#### [Exercise data]

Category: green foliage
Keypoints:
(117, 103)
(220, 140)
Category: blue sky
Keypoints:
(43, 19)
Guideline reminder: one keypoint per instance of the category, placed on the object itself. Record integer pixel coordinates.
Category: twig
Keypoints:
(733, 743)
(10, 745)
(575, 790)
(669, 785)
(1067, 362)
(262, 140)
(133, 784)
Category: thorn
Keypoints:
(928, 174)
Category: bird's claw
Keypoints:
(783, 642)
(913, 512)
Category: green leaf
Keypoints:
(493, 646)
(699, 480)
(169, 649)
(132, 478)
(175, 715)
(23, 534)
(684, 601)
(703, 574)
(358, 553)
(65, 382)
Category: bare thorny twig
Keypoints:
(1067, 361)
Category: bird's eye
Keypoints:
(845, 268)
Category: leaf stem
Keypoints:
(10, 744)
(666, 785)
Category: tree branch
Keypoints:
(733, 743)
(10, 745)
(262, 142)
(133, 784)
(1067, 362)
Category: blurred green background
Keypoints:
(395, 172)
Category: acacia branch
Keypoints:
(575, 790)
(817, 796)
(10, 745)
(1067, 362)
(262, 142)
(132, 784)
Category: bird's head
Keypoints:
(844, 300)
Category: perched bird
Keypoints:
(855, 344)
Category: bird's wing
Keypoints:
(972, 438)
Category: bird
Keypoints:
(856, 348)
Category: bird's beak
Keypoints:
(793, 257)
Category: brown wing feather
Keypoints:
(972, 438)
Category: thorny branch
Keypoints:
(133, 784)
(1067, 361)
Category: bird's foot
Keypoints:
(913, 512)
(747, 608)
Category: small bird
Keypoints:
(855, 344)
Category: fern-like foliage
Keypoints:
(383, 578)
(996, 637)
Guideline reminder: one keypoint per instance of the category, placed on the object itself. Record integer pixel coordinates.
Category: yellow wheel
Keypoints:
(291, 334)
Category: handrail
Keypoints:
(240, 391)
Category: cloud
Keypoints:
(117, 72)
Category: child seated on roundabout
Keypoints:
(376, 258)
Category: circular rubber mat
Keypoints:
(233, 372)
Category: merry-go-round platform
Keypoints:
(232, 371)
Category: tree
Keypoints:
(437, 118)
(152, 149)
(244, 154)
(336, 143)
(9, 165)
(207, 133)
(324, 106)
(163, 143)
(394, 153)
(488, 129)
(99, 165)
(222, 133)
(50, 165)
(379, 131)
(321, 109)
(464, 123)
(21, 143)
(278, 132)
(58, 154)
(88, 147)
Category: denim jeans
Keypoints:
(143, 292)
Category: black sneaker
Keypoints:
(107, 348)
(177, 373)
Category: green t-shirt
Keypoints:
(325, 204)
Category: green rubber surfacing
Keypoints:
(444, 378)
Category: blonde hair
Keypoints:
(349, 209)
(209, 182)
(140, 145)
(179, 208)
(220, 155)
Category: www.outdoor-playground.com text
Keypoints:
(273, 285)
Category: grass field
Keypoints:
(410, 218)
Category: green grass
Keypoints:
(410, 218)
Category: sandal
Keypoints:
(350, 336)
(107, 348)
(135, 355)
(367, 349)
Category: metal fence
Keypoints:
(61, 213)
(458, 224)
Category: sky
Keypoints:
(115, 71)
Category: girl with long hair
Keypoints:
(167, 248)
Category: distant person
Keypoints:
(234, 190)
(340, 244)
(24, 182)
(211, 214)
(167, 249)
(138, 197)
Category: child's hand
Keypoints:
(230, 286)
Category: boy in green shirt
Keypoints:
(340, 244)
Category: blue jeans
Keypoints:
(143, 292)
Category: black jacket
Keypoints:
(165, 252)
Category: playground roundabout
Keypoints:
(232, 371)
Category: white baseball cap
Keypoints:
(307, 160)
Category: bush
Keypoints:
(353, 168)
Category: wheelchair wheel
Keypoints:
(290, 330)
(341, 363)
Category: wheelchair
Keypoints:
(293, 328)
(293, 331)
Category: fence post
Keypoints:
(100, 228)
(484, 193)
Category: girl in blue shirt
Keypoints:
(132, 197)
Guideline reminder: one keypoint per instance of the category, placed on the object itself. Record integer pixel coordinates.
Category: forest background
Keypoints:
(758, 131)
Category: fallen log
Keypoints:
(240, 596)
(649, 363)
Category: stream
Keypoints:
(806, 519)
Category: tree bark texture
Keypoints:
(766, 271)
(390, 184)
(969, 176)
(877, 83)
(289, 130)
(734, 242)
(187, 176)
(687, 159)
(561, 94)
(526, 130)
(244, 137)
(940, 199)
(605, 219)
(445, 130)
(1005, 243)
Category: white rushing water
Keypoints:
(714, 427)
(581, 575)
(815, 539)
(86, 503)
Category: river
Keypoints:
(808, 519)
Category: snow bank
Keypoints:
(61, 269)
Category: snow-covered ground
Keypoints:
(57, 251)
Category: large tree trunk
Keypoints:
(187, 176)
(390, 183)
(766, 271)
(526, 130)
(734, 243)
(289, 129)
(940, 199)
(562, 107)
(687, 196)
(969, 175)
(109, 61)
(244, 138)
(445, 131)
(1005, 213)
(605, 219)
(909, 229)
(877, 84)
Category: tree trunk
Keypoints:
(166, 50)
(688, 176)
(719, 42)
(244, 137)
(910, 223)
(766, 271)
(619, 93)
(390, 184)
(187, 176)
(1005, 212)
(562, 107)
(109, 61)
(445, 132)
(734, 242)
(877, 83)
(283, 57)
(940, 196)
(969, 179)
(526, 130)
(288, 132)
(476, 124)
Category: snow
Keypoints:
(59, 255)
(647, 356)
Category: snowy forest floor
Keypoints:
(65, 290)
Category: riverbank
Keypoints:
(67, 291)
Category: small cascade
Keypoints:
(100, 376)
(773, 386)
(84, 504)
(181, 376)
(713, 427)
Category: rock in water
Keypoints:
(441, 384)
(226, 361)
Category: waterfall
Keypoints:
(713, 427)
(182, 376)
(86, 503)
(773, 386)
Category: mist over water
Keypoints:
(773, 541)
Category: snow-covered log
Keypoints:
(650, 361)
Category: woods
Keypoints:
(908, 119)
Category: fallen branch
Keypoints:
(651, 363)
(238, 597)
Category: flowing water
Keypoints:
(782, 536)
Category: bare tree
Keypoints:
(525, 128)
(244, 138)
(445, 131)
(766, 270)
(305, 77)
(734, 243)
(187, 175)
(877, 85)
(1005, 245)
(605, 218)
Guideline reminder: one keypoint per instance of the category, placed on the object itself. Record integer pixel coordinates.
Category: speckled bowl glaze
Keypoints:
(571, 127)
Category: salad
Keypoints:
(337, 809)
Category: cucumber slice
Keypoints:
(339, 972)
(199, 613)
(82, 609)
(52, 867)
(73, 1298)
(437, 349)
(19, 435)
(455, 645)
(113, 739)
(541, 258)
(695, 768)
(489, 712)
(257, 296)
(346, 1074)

#### [How to complete this task]
The response should consist of all the entries, copied without any alteration.

#### [Output]
Category: green foliage
Keypoints:
(117, 103)
(220, 140)
Category: blue sky
Keypoints:
(43, 19)
Guideline reminder: one keypoint per instance of the category, placed on the object itself. Record integer pixel coordinates.
Category: twig
Keypoints:
(733, 743)
(10, 745)
(575, 790)
(669, 785)
(1067, 362)
(262, 140)
(133, 784)
Category: thorn
Keypoints:
(928, 174)
Category: bird's claw
Keypoints:
(783, 642)
(913, 512)
Category: green leaf
Keypoints:
(493, 646)
(699, 480)
(169, 649)
(132, 478)
(175, 715)
(23, 534)
(684, 601)
(703, 574)
(358, 553)
(65, 382)
Category: bare thorny twig
Keypoints:
(1067, 361)
Category: bird's eye
Keypoints:
(845, 268)
Category: leaf stem
Keypoints:
(10, 744)
(666, 785)
Category: tree branch
Keypoints:
(733, 743)
(10, 745)
(262, 142)
(133, 784)
(1067, 362)
Category: blurred green background
Keypoints:
(395, 172)
Category: acacia branch
Keypoints:
(575, 790)
(817, 796)
(10, 745)
(1067, 362)
(262, 142)
(132, 784)
Category: bird's head
Keypoints:
(844, 300)
Category: perched bird
Keypoints:
(855, 344)
Category: bird's wing
Keypoints:
(972, 438)
Category: bird
Keypoints:
(856, 348)
Category: bird's beak
Keypoints:
(793, 257)
Category: brown wing feather
Keypoints:
(972, 438)
Category: thorny branch
Keypoints:
(133, 784)
(1067, 361)
Category: bird's foot
Keypoints:
(913, 512)
(747, 608)
Category: small bird
Keypoints:
(855, 344)
Category: fern-like foliage
Keypoints:
(383, 578)
(996, 637)
Guideline reminder: one keypoint per instance of the category, placed on the object itself. Record integer pixel coordinates.
Category: yellow wheel
Keypoints:
(291, 334)
Category: handrail
Keypoints:
(240, 391)
Category: cloud
Keypoints:
(117, 72)
Category: child seated on roundabout
Keypoints:
(376, 258)
Category: circular rubber mat
Keypoints:
(233, 372)
Category: merry-go-round platform
Keypoints:
(232, 371)
Category: tree
Keypoints:
(437, 118)
(152, 149)
(244, 154)
(336, 143)
(9, 165)
(207, 133)
(324, 106)
(163, 143)
(394, 153)
(488, 129)
(99, 165)
(222, 133)
(50, 165)
(379, 131)
(321, 109)
(464, 123)
(21, 143)
(278, 132)
(58, 154)
(88, 147)
Category: denim jeans
Keypoints:
(143, 292)
Category: black sneaker
Keypoints:
(107, 348)
(177, 373)
Category: green t-shirt
Keypoints:
(325, 204)
Category: green rubber surfacing
Keypoints:
(444, 378)
Category: blonde hair
Keypoints:
(349, 209)
(209, 182)
(140, 145)
(179, 208)
(220, 155)
Category: www.outdoor-playground.com text
Keypoints:
(273, 285)
Category: grass field
Keypoints:
(410, 218)
Category: green grass
Keypoints:
(410, 218)
Category: sandal
Keypoints:
(350, 336)
(107, 348)
(135, 355)
(367, 349)
Category: metal fence
Keypoints:
(61, 213)
(458, 224)
Category: sky
Keypoints:
(115, 71)
Category: girl with long hair
Keypoints:
(167, 248)
Category: distant person
Keypoints:
(234, 190)
(340, 244)
(24, 182)
(211, 214)
(167, 249)
(138, 197)
Category: child's hand
Keypoints:
(230, 286)
Category: boy in green shirt
Keypoints:
(340, 244)
Category: blue jeans
Keypoints:
(143, 292)
Category: black jacket
Keypoints:
(165, 252)
Category: playground roundabout
Keypoints:
(232, 371)
Category: white baseball cap
Keypoints:
(307, 160)
Category: bush
Keypoints:
(353, 168)
Category: wheelchair wheel
Keypoints:
(290, 330)
(341, 363)
Category: wheelchair
Keypoints:
(293, 328)
(293, 331)
Category: fence post
Keypoints:
(100, 228)
(484, 193)
Category: girl in blue shirt
Keypoints:
(132, 197)
Guideline reminder: one keypoint per instance of the category, placed on the object itself. Record integer pixel coordinates.
Category: forest background
Keypoints:
(758, 131)
Category: fallen log
Keypoints:
(240, 596)
(649, 363)
Category: stream
Keypoints:
(806, 519)
Category: tree bark texture
Keypoints:
(766, 271)
(390, 184)
(969, 176)
(877, 83)
(289, 130)
(734, 242)
(187, 176)
(687, 159)
(561, 94)
(526, 130)
(244, 137)
(940, 199)
(605, 219)
(445, 130)
(1005, 243)
Category: white rushing water
Keypoints:
(714, 427)
(581, 575)
(815, 539)
(86, 503)
Category: river
Keypoints:
(808, 519)
Category: snow bank
Keypoints:
(61, 269)
Category: snow-covered ground
Keypoints:
(57, 251)
Category: large tree trunk
Keypoints:
(187, 176)
(390, 183)
(766, 271)
(526, 130)
(734, 243)
(289, 129)
(940, 199)
(562, 107)
(687, 196)
(969, 175)
(109, 61)
(244, 138)
(445, 131)
(1005, 213)
(605, 219)
(909, 229)
(877, 84)
Category: tree trunk
Keypoints:
(166, 50)
(688, 176)
(719, 42)
(244, 137)
(910, 223)
(766, 271)
(619, 93)
(390, 184)
(187, 176)
(1005, 212)
(562, 107)
(109, 61)
(445, 132)
(734, 242)
(877, 83)
(283, 57)
(940, 196)
(969, 179)
(526, 130)
(288, 132)
(476, 124)
Category: snow
Keypoints:
(59, 255)
(647, 356)
Category: snowy forest floor
Keypoints:
(65, 290)
Category: riverbank
Keypoints:
(67, 291)
Category: small cascade
Keypoints:
(100, 376)
(773, 386)
(84, 504)
(181, 376)
(713, 427)
Category: rock in water
Keypoints:
(441, 384)
(226, 361)
Category: waterfall
Keypoints:
(713, 427)
(182, 376)
(86, 503)
(773, 386)
Category: mist over water
Keypoints:
(773, 541)
Category: snow-covered log
Keypoints:
(650, 361)
Category: woods
Keypoints:
(908, 119)
Category: fallen branch
Keypoints:
(651, 363)
(238, 597)
Category: flowing water
Keypoints:
(782, 536)
Category: bare tree
Keypoints:
(525, 128)
(244, 138)
(445, 131)
(766, 270)
(305, 77)
(734, 243)
(187, 175)
(877, 85)
(1005, 245)
(605, 218)
Guideline reminder: one keypoint per instance of the category, placed on the object itself. Record integer pixel coordinates.
Category: speckled bowl glaze
Keypoints:
(571, 127)
Category: salad
Keypoints:
(337, 809)
Category: cucumber slice
Keypoints:
(339, 972)
(199, 613)
(82, 609)
(52, 867)
(73, 1298)
(437, 349)
(19, 435)
(455, 645)
(113, 739)
(541, 258)
(695, 768)
(489, 712)
(257, 296)
(346, 1074)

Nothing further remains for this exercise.